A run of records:
++++++
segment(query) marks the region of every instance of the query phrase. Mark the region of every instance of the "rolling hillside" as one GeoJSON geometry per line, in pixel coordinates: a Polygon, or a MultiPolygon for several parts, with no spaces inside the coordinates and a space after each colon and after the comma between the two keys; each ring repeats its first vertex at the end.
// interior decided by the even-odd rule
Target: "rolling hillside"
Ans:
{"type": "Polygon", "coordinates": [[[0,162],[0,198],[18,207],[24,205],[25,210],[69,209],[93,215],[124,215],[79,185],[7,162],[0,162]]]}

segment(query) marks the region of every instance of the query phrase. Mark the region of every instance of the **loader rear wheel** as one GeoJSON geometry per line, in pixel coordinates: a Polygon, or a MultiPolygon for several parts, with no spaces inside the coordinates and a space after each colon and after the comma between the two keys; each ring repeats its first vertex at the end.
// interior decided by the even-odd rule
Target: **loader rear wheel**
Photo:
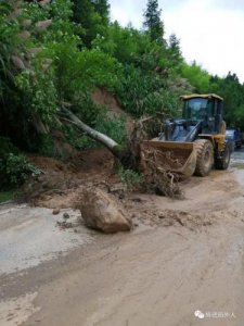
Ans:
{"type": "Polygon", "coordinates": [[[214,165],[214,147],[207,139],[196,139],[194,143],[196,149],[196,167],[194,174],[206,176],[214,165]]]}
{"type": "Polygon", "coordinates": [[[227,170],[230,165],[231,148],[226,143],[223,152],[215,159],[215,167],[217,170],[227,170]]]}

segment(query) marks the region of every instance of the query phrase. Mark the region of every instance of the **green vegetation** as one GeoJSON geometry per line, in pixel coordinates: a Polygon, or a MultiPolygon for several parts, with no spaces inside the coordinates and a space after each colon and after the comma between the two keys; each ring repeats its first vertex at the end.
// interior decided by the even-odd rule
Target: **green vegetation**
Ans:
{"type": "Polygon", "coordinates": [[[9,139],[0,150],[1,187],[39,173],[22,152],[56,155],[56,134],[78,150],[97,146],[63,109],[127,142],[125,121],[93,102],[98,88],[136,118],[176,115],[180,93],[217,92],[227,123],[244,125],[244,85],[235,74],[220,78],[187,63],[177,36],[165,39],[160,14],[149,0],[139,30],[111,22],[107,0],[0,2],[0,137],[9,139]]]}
++++++
Written instruction: Can you rewrite the whole listing above with "pixel coordinates" replaced by "image coordinates" and everything else unchanged, leaving the pictures out?

Finished answer:
segment(query) marks the region of every instance of the query phrase. Mark the region of every instance of the "rolling hillside" as one GeoJSON geometry per line, in image coordinates: a Polygon, or a MultiPolygon for several parts, with no spaces inside the coordinates and a space after each colon and after the comma between the two keys; each ring repeats its first vertex at the end.
// interior decided by the even-odd rule
Target: "rolling hillside"
Ans:
{"type": "Polygon", "coordinates": [[[0,162],[0,198],[18,207],[24,205],[25,210],[69,209],[93,215],[124,215],[79,185],[7,162],[0,162]]]}

segment(query) marks the region of every instance of the query phrase. Mark the region of every instance of the **loader rear wheel** as one GeoJSON geometry per line, in image coordinates: a Polygon, or a MultiPolygon for several parts, with no spaces inside the coordinates and a space after each colon and after the comma between the two keys; each ring repeats its first vertex at the end.
// interior decided by the even-odd rule
Target: **loader rear wheel**
Photo:
Ans:
{"type": "Polygon", "coordinates": [[[214,165],[214,147],[207,139],[196,139],[194,143],[196,149],[196,167],[194,174],[206,176],[214,165]]]}
{"type": "Polygon", "coordinates": [[[227,170],[230,165],[231,148],[226,143],[223,152],[215,159],[215,167],[217,170],[227,170]]]}

segment(query) marks the region of every instance of the query phrase. Mark the region of every instance of the **green vegetation** as one GeoJSON geometry per line, in image coordinates: a Polygon, or a MultiPolygon for several parts, with no spaces inside the coordinates and a space after each colon and after the comma between the two keys; each ring repeats its first vertex at the end.
// interior decided by the even-odd rule
Target: **green vegetation**
Ans:
{"type": "Polygon", "coordinates": [[[9,139],[0,150],[1,187],[39,173],[22,152],[56,155],[56,134],[78,150],[97,146],[63,109],[127,142],[125,121],[93,102],[98,88],[136,118],[176,115],[180,93],[217,92],[227,123],[244,125],[244,85],[235,74],[220,78],[187,63],[177,36],[165,39],[160,14],[149,0],[139,30],[111,22],[107,0],[0,2],[0,137],[9,139]]]}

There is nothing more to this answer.